• ACTIVITY
Below are the entries; transcribe them exactly and drop every picture.
┏━━
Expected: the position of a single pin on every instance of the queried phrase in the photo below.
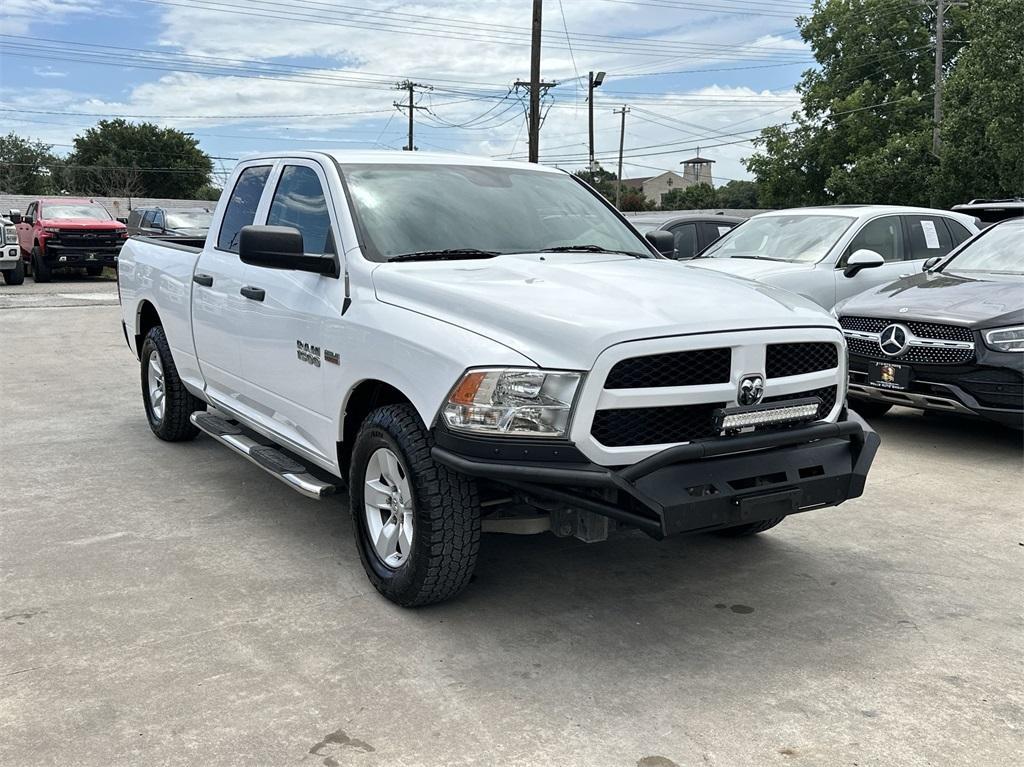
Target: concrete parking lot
(170, 604)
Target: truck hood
(752, 268)
(561, 310)
(978, 300)
(82, 223)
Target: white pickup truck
(473, 345)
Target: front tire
(41, 271)
(168, 403)
(417, 522)
(15, 275)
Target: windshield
(188, 219)
(999, 250)
(82, 210)
(406, 209)
(799, 239)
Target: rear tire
(742, 530)
(15, 275)
(41, 271)
(868, 408)
(432, 512)
(168, 403)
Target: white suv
(830, 253)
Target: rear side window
(241, 209)
(958, 231)
(686, 240)
(299, 202)
(928, 237)
(884, 236)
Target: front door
(218, 307)
(285, 351)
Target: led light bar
(793, 412)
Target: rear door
(885, 237)
(285, 351)
(219, 310)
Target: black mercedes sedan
(950, 338)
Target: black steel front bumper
(702, 485)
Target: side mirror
(664, 242)
(281, 248)
(862, 259)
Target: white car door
(885, 237)
(285, 353)
(218, 307)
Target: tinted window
(884, 236)
(928, 237)
(299, 202)
(242, 207)
(958, 231)
(686, 240)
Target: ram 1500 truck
(59, 232)
(474, 345)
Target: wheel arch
(365, 397)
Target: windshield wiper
(589, 249)
(452, 254)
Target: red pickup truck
(58, 232)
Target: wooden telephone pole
(411, 87)
(622, 140)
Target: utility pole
(940, 22)
(593, 82)
(622, 140)
(411, 87)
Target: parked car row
(71, 232)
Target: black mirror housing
(282, 248)
(664, 242)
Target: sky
(247, 76)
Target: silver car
(830, 253)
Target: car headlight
(1006, 339)
(512, 401)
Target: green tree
(138, 159)
(738, 195)
(697, 197)
(983, 109)
(863, 131)
(27, 167)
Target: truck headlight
(512, 401)
(1006, 339)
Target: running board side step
(268, 458)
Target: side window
(928, 237)
(299, 202)
(686, 240)
(884, 236)
(241, 209)
(958, 231)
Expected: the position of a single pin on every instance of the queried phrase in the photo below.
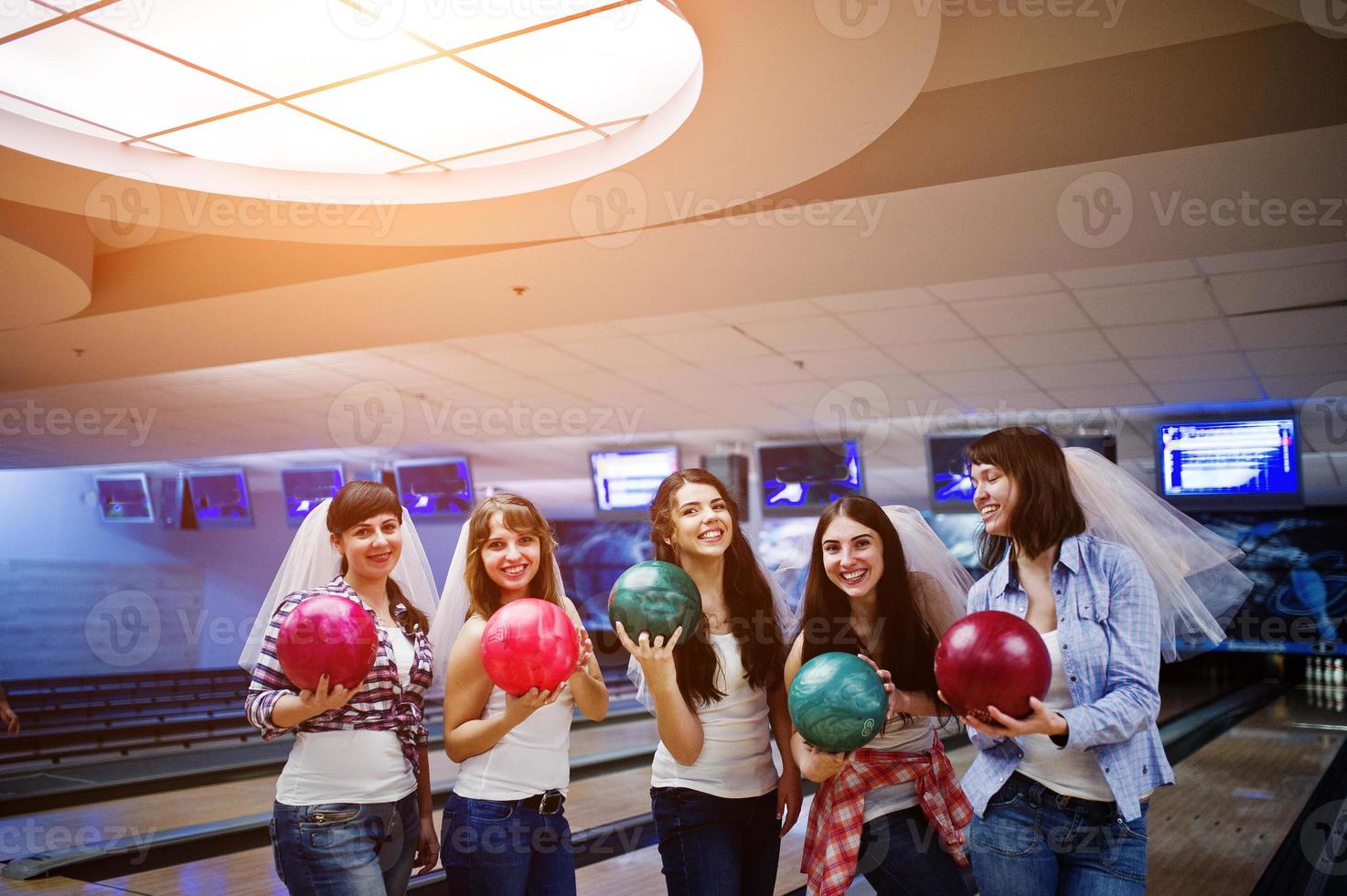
┗━━
• RESPONSE
Expected: the position of a single pin on every instance of the queried phrase in the photo below.
Target: concrete parking lot
(170, 604)
Target: truck hood
(752, 268)
(561, 310)
(978, 300)
(82, 223)
Target: white pickup truck
(473, 345)
Target: front tire
(41, 271)
(168, 403)
(417, 522)
(15, 275)
Target: windshield
(188, 219)
(999, 250)
(82, 210)
(406, 209)
(799, 239)
Target: rear tire
(742, 530)
(15, 275)
(41, 271)
(868, 408)
(432, 512)
(168, 403)
Target: white suv
(830, 253)
Target: rear side window
(241, 209)
(958, 231)
(686, 240)
(299, 202)
(928, 237)
(884, 236)
Target: front door
(218, 307)
(285, 351)
Target: led light bar
(793, 412)
Target: rear door
(885, 237)
(285, 351)
(219, 310)
Target: black mercedes sedan
(950, 338)
Target: black steel front bumper
(702, 485)
Target: side mirror
(664, 242)
(281, 248)
(862, 259)
Target: white car door
(885, 237)
(285, 353)
(218, 307)
Target: tinted window
(884, 236)
(928, 237)
(299, 202)
(242, 207)
(958, 231)
(686, 240)
Target: ram 1500 truck
(59, 232)
(474, 345)
Target: wheel arch
(365, 397)
Target: windshield wiper
(589, 249)
(452, 254)
Target: red pickup truck
(58, 232)
Target: wooden telephone pole
(411, 87)
(622, 140)
Target: utility pole
(940, 22)
(593, 82)
(622, 140)
(411, 87)
Target: parked car row
(71, 232)
Target: black mirror housing
(282, 248)
(664, 242)
Target: sky
(247, 76)
Target: silver car
(830, 253)
Target: car headlight
(1006, 339)
(512, 401)
Target: green tree
(138, 159)
(738, 195)
(697, 197)
(983, 109)
(863, 131)
(27, 167)
Target: truck headlight
(512, 401)
(1006, 339)
Target: running board side step
(268, 458)
Target: side window
(928, 237)
(299, 202)
(686, 240)
(884, 236)
(241, 209)
(958, 231)
Expected: the position of a single pin on every instance of the queried phrase in the photo below.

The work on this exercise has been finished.